+++ Texte cité +++
À Sisteron, ville des Alpes de Haute Provence, tous les temps se conjuguent. Visiter la ville est vivre un parcours de conscience entre temporel et atemporel… 

Le nom de Sisteron viendrait du substantif gaulois sego « victoire, force » (en vieil irlandais seg : « force, vigueur »). Sisteron est une place forte et une victoire architecturale, capitale des Sogiontiques (Sogiontii) avec l’antique Segusteroqui a connu dès l’époque gauloise la construction du pont sur la Durance – point de passage stratégique chez les Romains – . 
Sisteron est une ville préhistorique dont l’histoire remonte à 4000 ans. Elle fut une étape pour les Romains sur la voie domitienne (via domitia) (1). Au XIsiècle, la construction d’un château créa une place forte pour le vaste comté de Forcalquier, réuni plus tard au domaine des comtes de Provence.
Sisteron restera la ville frontière du Nord, point de passage entre la mer, la Provence et les Alpes. Ce rôle a nécessité très tôt des fortifications : la cité est protégée encore aujourd’hui par sa citadelle mais aussi, de manière naturelle, par les falaises du rocher de la Baume.
On lui attribuera, pour la protection « céleste », un évêché local dès le VIe siècle, et du point de vue civil, une charte consulaire dès le XIIe siècle. La ville se verra transformée plus tard en viguerie (2) et en district après la Révolution.

Sisteron incarne surtout, dans sa géographie sacrée, un passage entre les Temps visibles et invisibles. Une phrase inscrite au sol dans une ruelle de la ville indique : « Le temps qui passe inexorablement nous invite à la sagesse et aux dénouements, et chaque jour qui passe, nous rapproche de l’immortalité de l’âme ». Un musée propose un parcours symbolique de la ville à travers les temps.

Le temps religieux

Le point zéro de la visite est le temps religieux, celui qui rythme la vie de l’homme et le relie à son être et à l’origine du monde. Ce temps religieux est pluriel : plus feutré dans les quatre chapelles retrouvées à Sisteron – la plus ancienne des Visitandines (XVIIe siècle) abrite le Musée –, et encore plus discret dans les six couvents de la ville, dont celui des Clarisse. 
Mais le cœur battant et « public » du temps religieux est la cathédrale catholique romaine Notre-Dame-des-Pommiers – du latin pomerium, l’espace situé entre les maisons et les remparts où elle fut édifiée –, placée sous la protection de la Vierge et de saint Thyrse, (diacre originaire de Smyrne, envoyé pour évangéliser la Gaule par saint Polycarpe, disciple de l’apôtre Jean et évêque de Smyrne). Avec ses trois nefs, elle est l’un des plus grands édifices religieux de Provence, de style roman, soumis aux influences lombardes (notamment le portail et le chevet). Ses cloches rythment le temps religieux de Sisteron.
+++
Énoncé 1 – Dites, s'il vous plaît, si chacune de ces affirmations concorde avec le texte sur Sisteron, par oui ou non, en citant à l'identique les mots du texte qui tranchent. (a) La cathédrale Notre-Dame-des-Pommiers possède trois nefs. (b) La plus ancienne des quatre chapelles est celle des Clarisses. (c) La ville obtient une charte consulaire dès le XIIe siècle.
Énoncé 2 – Recopiez à l'identique le passage du texte sur Sisteron qui débute aux mots « Le nom de Sisteron » et s'arrête après les mots « comtes de Provence. ».
+++ Données fournies +++
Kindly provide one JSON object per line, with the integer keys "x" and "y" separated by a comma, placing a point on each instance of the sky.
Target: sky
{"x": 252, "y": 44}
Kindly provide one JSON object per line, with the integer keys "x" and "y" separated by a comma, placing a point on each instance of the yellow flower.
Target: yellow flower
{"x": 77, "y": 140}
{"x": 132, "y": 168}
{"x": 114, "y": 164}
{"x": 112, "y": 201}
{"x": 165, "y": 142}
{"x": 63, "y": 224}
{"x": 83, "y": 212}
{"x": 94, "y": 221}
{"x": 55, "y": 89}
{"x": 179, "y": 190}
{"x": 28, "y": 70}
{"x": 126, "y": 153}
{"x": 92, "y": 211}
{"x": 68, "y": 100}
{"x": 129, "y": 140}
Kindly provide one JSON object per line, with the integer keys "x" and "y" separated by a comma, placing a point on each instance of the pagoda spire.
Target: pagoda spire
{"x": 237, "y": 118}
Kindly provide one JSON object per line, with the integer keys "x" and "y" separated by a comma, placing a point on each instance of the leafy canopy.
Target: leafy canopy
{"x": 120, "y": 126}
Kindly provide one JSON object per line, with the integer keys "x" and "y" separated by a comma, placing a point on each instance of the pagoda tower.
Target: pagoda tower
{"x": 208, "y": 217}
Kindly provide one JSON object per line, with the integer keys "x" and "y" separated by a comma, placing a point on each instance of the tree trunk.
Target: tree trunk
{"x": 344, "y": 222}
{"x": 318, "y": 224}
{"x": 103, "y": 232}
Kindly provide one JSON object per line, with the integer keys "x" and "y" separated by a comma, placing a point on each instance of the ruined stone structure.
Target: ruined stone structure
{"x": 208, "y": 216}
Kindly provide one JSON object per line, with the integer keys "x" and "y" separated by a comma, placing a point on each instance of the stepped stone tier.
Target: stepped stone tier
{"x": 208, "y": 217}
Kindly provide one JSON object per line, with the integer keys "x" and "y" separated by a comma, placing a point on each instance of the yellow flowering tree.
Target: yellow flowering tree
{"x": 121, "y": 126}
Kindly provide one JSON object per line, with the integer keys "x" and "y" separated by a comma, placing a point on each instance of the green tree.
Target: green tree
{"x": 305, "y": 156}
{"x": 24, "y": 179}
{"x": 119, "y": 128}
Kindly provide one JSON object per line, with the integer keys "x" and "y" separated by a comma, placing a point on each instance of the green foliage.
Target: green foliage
+++
Réponse correcte 1 –
(a) Oui : « Avec ses trois nefs ».
(b) Non : « la plus ancienne des Visitandines (XVIIe siècle) abrite le Musée ».
(c) Oui : « une charte consulaire dès le XIIe siècle ».

Réponse correcte 2 –
Le nom de Sisteron viendrait du substantif gaulois sego « victoire, force » (en vieil irlandais seg : « force, vigueur »). Sisteron est une place forte et une victoire architecturale, capitale des Sogiontiques (Sogiontii) avec l’antique Segusteroqui a connu dès l’époque gauloise la construction du pont sur la Durance – point de passage stratégique chez les Romains – . 
Sisteron est une ville préhistorique dont l’histoire remonte à 4000 ans. Elle fut une étape pour les Romains sur la voie domitienne (via domitia) (1). Au XIsiècle, la construction d’un château créa une place forte pour le vaste comté de Forcalquier, réuni plus tard au domaine des comtes de Provence.